Begin DATASET
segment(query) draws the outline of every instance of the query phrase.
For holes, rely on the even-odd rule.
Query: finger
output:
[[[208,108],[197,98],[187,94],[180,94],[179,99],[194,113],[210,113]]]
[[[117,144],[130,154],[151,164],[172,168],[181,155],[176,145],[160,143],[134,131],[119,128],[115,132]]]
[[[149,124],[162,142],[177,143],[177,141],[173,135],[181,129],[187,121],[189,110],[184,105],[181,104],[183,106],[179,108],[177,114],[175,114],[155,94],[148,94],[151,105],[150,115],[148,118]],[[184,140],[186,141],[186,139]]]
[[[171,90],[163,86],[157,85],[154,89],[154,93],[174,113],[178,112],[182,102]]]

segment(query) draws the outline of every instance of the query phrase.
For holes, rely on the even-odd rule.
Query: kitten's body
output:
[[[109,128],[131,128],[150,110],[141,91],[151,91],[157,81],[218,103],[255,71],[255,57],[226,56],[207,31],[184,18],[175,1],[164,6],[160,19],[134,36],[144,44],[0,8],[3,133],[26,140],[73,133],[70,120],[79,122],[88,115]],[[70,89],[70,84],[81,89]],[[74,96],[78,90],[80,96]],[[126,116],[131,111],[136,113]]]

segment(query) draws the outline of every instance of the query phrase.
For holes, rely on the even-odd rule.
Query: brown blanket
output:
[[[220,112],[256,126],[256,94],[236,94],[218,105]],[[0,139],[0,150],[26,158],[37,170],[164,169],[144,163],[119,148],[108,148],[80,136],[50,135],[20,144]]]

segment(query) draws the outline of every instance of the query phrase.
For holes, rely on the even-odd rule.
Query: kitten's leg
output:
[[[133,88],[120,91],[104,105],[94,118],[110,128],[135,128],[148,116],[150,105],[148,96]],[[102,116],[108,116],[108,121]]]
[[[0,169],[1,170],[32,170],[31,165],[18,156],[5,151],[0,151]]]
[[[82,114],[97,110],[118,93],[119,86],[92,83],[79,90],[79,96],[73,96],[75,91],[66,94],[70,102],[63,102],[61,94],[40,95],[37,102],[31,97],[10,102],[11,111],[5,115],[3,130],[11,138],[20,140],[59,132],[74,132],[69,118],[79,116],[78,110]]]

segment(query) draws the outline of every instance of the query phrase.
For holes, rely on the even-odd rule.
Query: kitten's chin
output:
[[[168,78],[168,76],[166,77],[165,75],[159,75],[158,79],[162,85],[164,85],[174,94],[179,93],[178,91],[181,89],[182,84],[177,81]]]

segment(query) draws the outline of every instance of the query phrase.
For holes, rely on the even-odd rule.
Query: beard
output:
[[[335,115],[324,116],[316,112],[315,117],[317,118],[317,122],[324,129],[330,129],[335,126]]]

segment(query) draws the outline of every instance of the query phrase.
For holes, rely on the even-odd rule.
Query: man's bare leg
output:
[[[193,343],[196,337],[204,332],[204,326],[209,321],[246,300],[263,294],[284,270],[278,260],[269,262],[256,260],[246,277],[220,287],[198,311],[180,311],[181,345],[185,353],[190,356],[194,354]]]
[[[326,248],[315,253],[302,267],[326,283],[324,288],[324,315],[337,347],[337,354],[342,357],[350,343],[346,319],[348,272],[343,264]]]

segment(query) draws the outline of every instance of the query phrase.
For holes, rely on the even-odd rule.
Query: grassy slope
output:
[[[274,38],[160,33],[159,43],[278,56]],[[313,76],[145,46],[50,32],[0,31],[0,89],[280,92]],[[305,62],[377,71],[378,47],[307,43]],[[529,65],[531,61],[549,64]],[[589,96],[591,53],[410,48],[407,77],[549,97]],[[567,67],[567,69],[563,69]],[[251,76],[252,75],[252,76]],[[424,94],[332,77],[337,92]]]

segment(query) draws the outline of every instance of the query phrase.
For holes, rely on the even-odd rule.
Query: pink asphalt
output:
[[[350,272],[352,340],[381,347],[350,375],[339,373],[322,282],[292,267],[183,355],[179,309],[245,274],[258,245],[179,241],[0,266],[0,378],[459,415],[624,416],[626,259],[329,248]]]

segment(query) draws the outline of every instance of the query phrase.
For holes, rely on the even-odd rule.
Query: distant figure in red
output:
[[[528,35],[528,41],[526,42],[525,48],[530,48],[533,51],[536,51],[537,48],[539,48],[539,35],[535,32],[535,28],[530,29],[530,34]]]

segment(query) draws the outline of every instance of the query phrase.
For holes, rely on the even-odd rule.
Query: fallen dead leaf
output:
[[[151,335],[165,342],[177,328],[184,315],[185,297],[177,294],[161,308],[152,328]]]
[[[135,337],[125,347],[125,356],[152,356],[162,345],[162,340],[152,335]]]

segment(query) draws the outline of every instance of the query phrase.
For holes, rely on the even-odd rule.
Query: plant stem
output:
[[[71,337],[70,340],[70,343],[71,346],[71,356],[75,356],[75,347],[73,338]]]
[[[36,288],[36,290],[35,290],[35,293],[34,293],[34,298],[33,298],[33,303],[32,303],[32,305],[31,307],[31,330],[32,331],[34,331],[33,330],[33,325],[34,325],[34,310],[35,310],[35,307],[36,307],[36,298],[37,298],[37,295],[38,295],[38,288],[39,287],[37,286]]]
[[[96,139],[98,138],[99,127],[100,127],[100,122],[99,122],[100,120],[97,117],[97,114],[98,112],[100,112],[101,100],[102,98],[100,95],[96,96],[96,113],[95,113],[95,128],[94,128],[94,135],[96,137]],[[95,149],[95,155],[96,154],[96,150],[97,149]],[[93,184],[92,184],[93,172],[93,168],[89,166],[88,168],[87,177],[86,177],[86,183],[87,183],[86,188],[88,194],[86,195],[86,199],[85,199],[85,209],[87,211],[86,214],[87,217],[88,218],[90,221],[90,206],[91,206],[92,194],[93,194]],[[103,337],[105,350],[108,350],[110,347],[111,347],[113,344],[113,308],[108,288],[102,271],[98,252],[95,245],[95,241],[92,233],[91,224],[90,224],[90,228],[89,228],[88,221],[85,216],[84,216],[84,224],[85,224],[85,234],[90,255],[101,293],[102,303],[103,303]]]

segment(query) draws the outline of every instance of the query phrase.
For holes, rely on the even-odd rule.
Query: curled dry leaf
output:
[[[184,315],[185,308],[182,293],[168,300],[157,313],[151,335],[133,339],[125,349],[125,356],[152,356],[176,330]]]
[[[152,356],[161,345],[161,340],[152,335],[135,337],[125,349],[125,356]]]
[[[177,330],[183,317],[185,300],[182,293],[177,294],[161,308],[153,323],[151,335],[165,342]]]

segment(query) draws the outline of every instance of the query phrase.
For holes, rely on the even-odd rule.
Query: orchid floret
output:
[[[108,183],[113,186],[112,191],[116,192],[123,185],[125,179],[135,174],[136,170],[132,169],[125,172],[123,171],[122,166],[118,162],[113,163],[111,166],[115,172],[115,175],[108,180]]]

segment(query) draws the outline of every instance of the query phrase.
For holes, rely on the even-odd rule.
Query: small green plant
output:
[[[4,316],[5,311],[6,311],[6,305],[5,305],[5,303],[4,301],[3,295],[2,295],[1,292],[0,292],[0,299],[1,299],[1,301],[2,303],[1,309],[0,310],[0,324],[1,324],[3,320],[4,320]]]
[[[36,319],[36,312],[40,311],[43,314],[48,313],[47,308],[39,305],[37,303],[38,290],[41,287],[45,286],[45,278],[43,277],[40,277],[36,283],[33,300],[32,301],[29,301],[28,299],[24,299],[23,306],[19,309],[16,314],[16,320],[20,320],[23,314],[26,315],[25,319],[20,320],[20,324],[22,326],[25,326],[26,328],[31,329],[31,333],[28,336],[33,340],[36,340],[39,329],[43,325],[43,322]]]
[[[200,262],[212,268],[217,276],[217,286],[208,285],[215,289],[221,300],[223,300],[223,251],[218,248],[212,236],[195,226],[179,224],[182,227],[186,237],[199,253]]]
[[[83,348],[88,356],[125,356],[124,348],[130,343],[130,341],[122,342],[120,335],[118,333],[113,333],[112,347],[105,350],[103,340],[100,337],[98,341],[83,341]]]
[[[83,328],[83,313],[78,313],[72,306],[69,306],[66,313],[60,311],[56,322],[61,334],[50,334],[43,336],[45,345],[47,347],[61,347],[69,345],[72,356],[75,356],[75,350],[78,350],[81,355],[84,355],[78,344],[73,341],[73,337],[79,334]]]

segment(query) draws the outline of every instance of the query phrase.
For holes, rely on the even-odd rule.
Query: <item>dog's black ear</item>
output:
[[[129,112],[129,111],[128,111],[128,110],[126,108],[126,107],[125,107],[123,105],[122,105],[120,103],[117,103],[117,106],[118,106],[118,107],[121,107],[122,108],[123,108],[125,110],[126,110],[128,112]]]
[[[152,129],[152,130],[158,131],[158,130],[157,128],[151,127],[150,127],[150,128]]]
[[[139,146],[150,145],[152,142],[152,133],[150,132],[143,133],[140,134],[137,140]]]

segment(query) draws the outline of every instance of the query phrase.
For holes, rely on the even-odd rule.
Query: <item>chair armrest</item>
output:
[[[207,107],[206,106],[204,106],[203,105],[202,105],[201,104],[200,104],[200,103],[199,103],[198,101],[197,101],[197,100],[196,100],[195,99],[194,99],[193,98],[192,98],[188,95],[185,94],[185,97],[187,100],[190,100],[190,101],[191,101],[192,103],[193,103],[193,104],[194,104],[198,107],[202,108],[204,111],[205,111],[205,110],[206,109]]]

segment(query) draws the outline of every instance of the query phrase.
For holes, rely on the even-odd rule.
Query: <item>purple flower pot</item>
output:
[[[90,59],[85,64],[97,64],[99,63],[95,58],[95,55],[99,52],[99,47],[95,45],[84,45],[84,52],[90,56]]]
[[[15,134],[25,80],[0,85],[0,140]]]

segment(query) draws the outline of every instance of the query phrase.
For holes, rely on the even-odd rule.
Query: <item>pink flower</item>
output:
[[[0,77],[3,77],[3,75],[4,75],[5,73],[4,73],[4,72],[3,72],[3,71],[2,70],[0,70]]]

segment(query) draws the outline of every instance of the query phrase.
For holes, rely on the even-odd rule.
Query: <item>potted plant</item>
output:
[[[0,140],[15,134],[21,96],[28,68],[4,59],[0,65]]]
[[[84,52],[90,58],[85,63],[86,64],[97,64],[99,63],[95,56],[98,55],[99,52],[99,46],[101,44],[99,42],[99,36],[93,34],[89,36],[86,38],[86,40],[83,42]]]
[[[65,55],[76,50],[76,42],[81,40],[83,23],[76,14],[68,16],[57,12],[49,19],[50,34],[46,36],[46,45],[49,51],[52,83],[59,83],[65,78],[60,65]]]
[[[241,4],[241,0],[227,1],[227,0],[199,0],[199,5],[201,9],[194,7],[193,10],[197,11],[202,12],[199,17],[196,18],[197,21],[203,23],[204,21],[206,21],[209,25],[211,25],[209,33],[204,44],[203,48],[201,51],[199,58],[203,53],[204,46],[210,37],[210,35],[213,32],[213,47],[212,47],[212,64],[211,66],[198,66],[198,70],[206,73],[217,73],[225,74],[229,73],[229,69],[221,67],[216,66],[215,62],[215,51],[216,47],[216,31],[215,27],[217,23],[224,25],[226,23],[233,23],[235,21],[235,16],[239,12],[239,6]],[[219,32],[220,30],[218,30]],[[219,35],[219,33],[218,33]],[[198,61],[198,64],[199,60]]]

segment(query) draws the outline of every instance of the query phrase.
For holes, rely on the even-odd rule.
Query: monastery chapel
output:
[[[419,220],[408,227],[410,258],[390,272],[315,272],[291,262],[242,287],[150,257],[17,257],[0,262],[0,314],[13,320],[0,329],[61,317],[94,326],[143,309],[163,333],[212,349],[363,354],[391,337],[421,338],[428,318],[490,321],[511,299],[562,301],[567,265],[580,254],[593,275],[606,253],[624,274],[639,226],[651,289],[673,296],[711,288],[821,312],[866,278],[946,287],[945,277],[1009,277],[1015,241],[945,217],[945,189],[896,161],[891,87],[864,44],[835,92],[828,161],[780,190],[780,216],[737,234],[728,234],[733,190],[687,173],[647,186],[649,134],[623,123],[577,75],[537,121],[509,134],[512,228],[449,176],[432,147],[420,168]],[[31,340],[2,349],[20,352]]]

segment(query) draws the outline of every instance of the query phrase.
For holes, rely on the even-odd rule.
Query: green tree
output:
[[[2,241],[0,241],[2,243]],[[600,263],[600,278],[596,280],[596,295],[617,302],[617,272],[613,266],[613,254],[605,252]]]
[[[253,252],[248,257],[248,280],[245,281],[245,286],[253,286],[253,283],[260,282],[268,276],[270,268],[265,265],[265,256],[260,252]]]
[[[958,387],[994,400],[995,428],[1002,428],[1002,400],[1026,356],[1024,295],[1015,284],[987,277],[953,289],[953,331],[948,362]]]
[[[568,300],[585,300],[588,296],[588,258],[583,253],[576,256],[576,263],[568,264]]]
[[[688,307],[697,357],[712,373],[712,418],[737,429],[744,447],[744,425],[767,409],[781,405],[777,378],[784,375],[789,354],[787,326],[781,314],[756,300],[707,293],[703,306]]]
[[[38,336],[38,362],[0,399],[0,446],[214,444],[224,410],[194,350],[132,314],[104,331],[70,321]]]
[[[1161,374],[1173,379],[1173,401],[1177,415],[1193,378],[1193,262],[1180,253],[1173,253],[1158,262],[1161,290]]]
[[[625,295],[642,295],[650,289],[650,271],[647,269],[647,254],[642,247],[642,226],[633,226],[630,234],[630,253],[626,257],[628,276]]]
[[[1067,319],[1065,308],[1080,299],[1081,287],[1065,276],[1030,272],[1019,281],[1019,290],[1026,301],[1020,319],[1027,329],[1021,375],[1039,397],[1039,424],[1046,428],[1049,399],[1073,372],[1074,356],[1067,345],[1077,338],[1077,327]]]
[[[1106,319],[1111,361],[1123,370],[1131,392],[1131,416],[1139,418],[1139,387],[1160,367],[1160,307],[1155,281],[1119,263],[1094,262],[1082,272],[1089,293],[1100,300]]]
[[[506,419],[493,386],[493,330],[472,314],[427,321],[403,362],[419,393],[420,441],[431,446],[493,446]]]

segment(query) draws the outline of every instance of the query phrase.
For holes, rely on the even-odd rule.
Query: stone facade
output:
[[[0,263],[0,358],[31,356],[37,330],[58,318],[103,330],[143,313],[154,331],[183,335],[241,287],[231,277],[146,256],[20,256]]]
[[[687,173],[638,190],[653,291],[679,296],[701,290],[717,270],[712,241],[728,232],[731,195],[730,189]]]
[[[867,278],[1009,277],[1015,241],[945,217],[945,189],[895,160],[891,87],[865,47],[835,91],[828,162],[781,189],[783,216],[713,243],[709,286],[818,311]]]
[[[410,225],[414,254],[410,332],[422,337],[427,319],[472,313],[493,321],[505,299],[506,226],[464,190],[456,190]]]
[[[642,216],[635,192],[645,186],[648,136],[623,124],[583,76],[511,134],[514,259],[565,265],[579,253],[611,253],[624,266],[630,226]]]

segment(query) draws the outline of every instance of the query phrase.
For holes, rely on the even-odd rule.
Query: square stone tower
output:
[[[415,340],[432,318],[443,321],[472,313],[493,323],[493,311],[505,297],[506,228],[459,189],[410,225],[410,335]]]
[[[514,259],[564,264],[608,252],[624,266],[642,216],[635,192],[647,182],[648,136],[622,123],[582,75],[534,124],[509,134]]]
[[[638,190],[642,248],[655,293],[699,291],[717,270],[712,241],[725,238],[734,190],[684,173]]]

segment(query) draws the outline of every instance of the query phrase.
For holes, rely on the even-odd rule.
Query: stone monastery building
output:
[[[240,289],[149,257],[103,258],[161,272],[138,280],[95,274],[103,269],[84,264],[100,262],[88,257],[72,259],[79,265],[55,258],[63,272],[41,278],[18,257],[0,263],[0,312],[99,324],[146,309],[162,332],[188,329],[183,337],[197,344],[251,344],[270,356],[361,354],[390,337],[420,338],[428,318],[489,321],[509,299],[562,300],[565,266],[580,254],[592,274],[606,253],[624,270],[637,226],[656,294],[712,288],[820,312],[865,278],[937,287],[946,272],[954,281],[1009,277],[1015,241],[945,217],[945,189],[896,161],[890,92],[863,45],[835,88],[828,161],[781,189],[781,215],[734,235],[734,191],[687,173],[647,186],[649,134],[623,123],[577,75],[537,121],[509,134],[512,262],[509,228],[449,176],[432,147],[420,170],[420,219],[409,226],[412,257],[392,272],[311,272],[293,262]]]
End DATASET
### [WHAT YOU HAVE TO DO]
Show each line of the data above that contains the string "plant".

### [SOLUTION FOR THIS EXERCISE]
Query: plant stem
Query: small green plant
Query: <item>potted plant</item>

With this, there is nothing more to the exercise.